> [Work to be completed] Take every line in the entries that includes the word "Goal" and copy it.
-- Material shown follows --
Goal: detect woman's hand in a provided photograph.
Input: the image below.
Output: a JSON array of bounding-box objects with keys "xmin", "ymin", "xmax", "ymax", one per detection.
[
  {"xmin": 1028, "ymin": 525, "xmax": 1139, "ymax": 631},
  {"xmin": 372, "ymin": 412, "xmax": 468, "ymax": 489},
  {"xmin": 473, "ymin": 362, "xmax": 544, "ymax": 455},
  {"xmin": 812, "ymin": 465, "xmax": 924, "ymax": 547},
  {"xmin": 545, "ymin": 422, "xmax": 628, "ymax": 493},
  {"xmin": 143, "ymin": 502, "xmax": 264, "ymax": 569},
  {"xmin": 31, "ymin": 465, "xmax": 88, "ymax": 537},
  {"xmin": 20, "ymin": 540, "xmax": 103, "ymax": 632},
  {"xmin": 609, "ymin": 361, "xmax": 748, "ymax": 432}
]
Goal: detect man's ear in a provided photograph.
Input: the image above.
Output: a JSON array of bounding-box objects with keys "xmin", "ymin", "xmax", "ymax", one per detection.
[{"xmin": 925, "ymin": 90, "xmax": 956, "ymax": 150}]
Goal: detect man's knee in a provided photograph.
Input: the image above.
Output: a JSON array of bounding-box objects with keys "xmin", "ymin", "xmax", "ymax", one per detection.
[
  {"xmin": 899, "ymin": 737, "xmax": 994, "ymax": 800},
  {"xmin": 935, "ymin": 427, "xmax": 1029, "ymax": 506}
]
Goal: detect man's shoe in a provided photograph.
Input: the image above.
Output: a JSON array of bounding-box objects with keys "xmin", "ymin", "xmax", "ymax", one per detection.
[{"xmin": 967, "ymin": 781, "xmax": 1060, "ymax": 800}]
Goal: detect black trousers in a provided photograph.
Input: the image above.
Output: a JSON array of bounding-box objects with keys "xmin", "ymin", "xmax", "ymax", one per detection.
-- Material shown concluded --
> [Output]
Goal: detect woman's hand in a provided photograph.
Goal: detect man's ear in a provided photograph.
Goal: detect man's knee in a provided photograph.
Goal: detect man's shoe in a provided photograph.
Goal: detect black trousers in a provided photograph.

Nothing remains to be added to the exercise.